September 16th, 2021

The effectiveness of directors can often be tied to whether they face any limitations placed on their board seat. The most common limitations come in the form of term limits, age limits, and the board willingly undertaking a proactive refresh. For companies like Forrester, that decided to overhaul its entire board in 2017 and 2018, fresh ideas and new voices in the room are what’s needed to maintain stability and balance within the board. 

Below, we share more about board refreshes as well as insights from leaders of some of the biggest companies on when it makes sense to proactively refresh the board.

Undertaking a proactive board refresh

The best way a board can ensure that it is both a strong collective and made up of the right individual talent is to annually review its performance and refresh its board matrix. When boards are doing this effectively, they will inevitably discover that they need to proactively create turnover on the board and ask some great directors to step down.

▶ [Data section]:
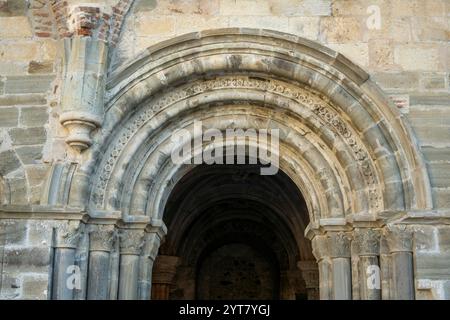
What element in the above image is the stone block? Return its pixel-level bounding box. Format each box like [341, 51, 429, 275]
[9, 127, 47, 145]
[0, 0, 27, 17]
[420, 73, 447, 91]
[414, 226, 439, 252]
[369, 40, 395, 71]
[20, 107, 49, 127]
[0, 107, 19, 127]
[319, 17, 362, 43]
[433, 188, 450, 208]
[5, 75, 54, 94]
[0, 16, 33, 39]
[230, 16, 289, 32]
[28, 220, 53, 246]
[428, 162, 450, 188]
[0, 94, 47, 107]
[135, 13, 175, 36]
[0, 42, 40, 62]
[0, 58, 28, 74]
[16, 146, 42, 164]
[135, 0, 219, 16]
[21, 273, 48, 300]
[0, 272, 22, 300]
[0, 220, 28, 245]
[373, 72, 419, 91]
[289, 17, 320, 40]
[8, 177, 28, 204]
[363, 16, 412, 43]
[4, 246, 50, 272]
[269, 0, 332, 17]
[28, 61, 53, 74]
[328, 43, 369, 67]
[410, 93, 450, 107]
[412, 17, 450, 42]
[408, 106, 450, 127]
[394, 44, 442, 71]
[421, 146, 450, 162]
[175, 15, 229, 35]
[413, 123, 450, 146]
[0, 150, 22, 176]
[25, 164, 50, 186]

▶ [Problems]:
1. From the board refresh article, condense the paragraph beginning "The effectiveness of directors" into a short bulleted list that keeps its main facts.
2. According to the board refresh article, how often should a board review its performance and refresh its board matrix?
3. Translate this sentence from the board refresh article into Spanish: "The most common limitations come in the form of term limits, age limits, and the board willingly undertaking a proactive refresh."

▶ [Solutions to the problems]:
1.
- A director's effectiveness often depends on whether the board seat has limitations.
- The most common limitations are term limits, age limits, and a proactive refresh that the board chooses to undertake.
- Forrester overhauled its entire board in 2017 and 2018.
- For companies like Forrester, fresh ideas and new voices keep the board stable and balanced.

2. Annually.

3. Las limitaciones más comunes se presentan en forma de límites de mandato, límites de edad y la disposición voluntaria del consejo a emprender una renovación proactiva.